- City: North Tonawanda, New York
- League: North American Hockey League
- Division: West
- Operated: 1975—1976
- Home arena: Tonawanda Sports Center
- Colors: White, Green, Gold
- Owners: Dr. Dudley Turecki & Peter Gambino
- General manager: Willie Marshall
- Head coach: Guy Trottier
- Captain: Steve Atkinson

= Buffalo Norsemen =

The Buffalo Norsemen played in the old North American Hockey League (NAHL) during the 1975–76 season, playing their home games in North Tonawanda, New York, a suburb of Buffalo 12 miles to the north, at the Tonawanda Sports Center.

An incident at a Norsemen playoff game that season was portrayed in the movie Slap Shot. A regular season game in the film between the Charlestown Chiefs and the Peterborough Patriots is based on a real game between the Norsemen and the Johnstown Jets, the team that the Charlestown Chiefs were based on, during the NAHL playoffs. The Norsemen uniform design and colours appear in the film as the Hyannisport Presidents, and the Patriots have similar uniforms to the Syracuse Blazers of the NAHL. The film used similar uniforms as the teams in the NAHL but rearranged the storylines.

In the film, the Hanson Brothers start a brawl with the Patriots during the pre-game skate. The real-life incident occurred in Johnstown with the Jets leading the playoff series 3 games to 2. Steve, Jeff and Jack Carlson, three brothers who Slapshot's Hanson brothers were based on, started a brawl with the Norsemen during the pre-game skate in retaliation for Norsemen fans bigoted actions towards an African-American player on the Johnstown roster at the previous three games in the series, which had been played in North Tonawanda. In an ugly incident, a number of Norsemen fans had hurled racial epithets at the player, and some held up derogatory signs, including one stating that blacks should be playing basketball, not hockey. After the brawl in Johnstown had been broken up by the officials, the Norsemen players and coaches returned to the dressing room and refused to come out to start the game. According to the Johnstown Jets' Dave Hanson, who the Slap Shot character of Dave "Killer" Carlson was based on, "they (the Norsemen) skated off the ice and went into the locker room and refused to come out to play the game, and we won the game and the series by forfeit."

(Description of the task) Copy out the whole text about the Buffalo Norsemen word for word. The records have no connection to the text about the Buffalo Norsemen.

(Recorded data)
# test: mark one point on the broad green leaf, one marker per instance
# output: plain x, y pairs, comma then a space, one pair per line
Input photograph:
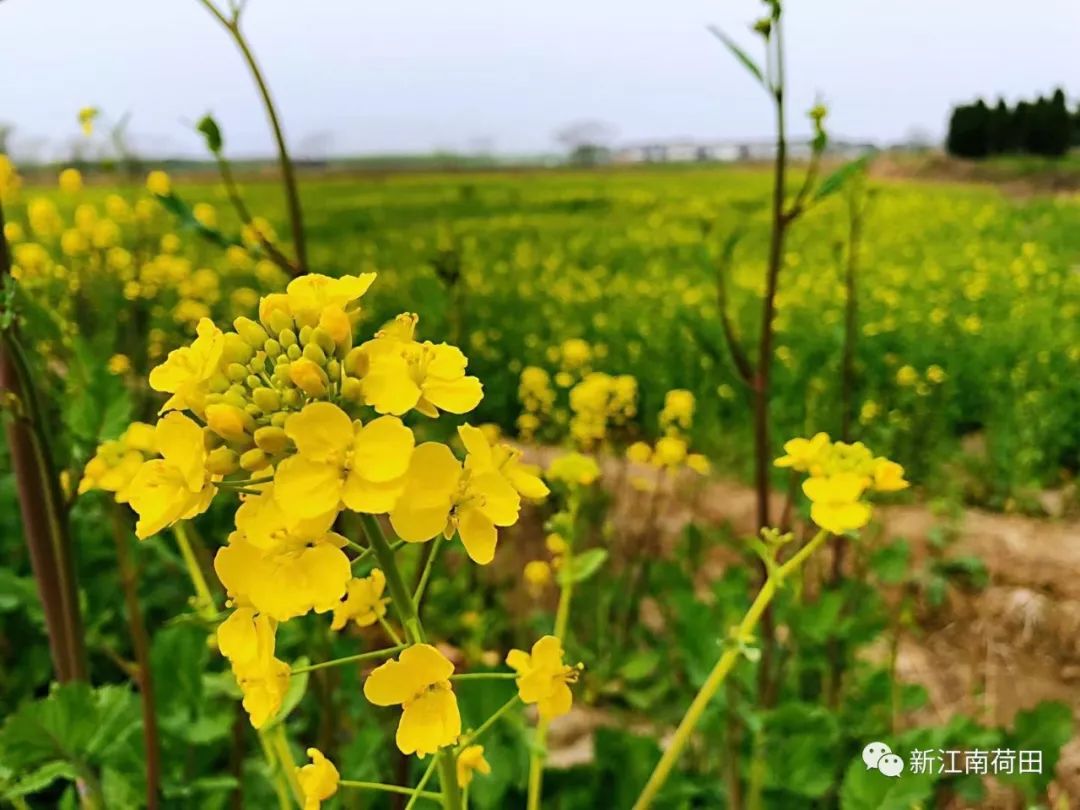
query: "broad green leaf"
837, 179
739, 54
584, 565
40, 779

(Result of the task)
- City: North Tonawanda, New York
- League: North American Hockey League
- Division: West
- Operated: 1975—1976
- Home arena: Tonawanda Sports Center
- Colors: White, Green, Gold
- Owners: Dr. Dudley Turecki & Peter Gambino
- General manager: Willie Marshall
- Head coach: Guy Trottier
- Captain: Steve Atkinson

= Buffalo Norsemen =

The Buffalo Norsemen played in the old North American Hockey League (NAHL) during the 1975–76 season, playing their home games in North Tonawanda, New York, a suburb of Buffalo 12 miles to the north, at the Tonawanda Sports Center.

An incident at a Norsemen playoff game that season was portrayed in the movie Slap Shot. A regular season game in the film between the Charlestown Chiefs and the Peterborough Patriots is based on a real game between the Norsemen and the Johnstown Jets, the team that the Charlestown Chiefs were based on, during the NAHL playoffs. The Norsemen uniform design and colours appear in the film as the Hyannisport Presidents, and the Patriots have similar uniforms to the Syracuse Blazers of the NAHL. The film used similar uniforms as the teams in the NAHL but rearranged the storylines.

In the film, the Hanson Brothers start a brawl with the Patriots during the pre-game skate. The real-life incident occurred in Johnstown with the Jets leading the playoff series 3 games to 2. Steve, Jeff and Jack Carlson, three brothers who Slapshot's Hanson brothers were based on, started a brawl with the Norsemen during the pre-game skate in retaliation for Norsemen fans bigoted actions towards an African-American player on the Johnstown roster at the previous three games in the series, which had been played in North Tonawanda. In an ugly incident, a number of Norsemen fans had hurled racial epithets at the player, and some held up derogatory signs, including one stating that blacks should be playing basketball, not hockey. After the brawl in Johnstown had been broken up by the officials, the Norsemen players and coaches returned to the dressing room and refused to come out to start the game. According to the Johnstown Jets' Dave Hanson, who the Slap Shot character of Dave "Killer" Carlson was based on, "they (the Norsemen) skated off the ice and went into the locker room and refused to come out to play the game, and we won the game and the series by forfeit."